_Aim of the task:_ Sort through the material below and copy each line with "list".

_Records for processing:_
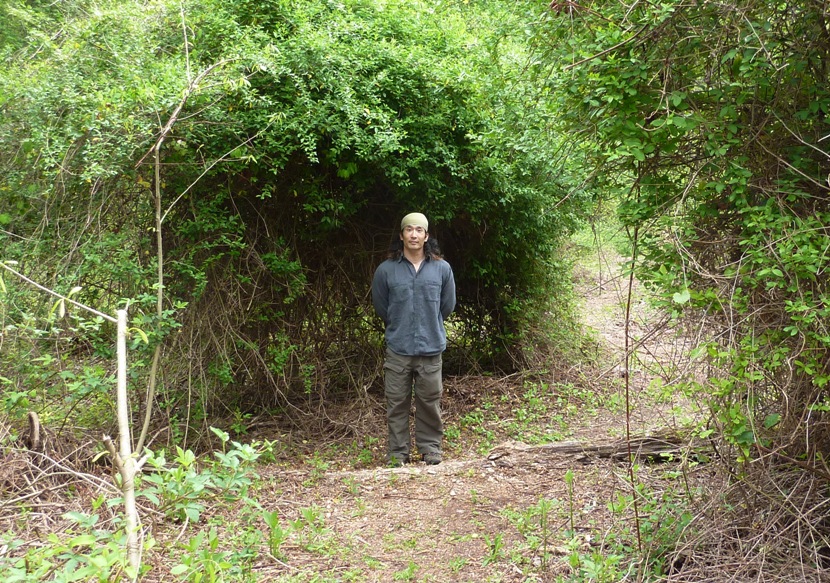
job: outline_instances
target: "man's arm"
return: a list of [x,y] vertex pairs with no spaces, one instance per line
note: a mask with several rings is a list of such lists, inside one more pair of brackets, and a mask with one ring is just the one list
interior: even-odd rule
[[[446,262],[444,262],[446,263]],[[446,320],[455,309],[455,277],[452,274],[452,267],[446,263],[441,285],[441,315]]]
[[386,317],[389,310],[389,284],[386,281],[386,270],[381,264],[375,270],[372,278],[372,304],[383,323],[386,324]]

_Completed exercise:_
return: a list of [x,y] vertex pairs with no spaces, one instance per line
note: a mask with several rings is a list of such lists, inside one more pair of brackets, and a mask with one ring is just the one list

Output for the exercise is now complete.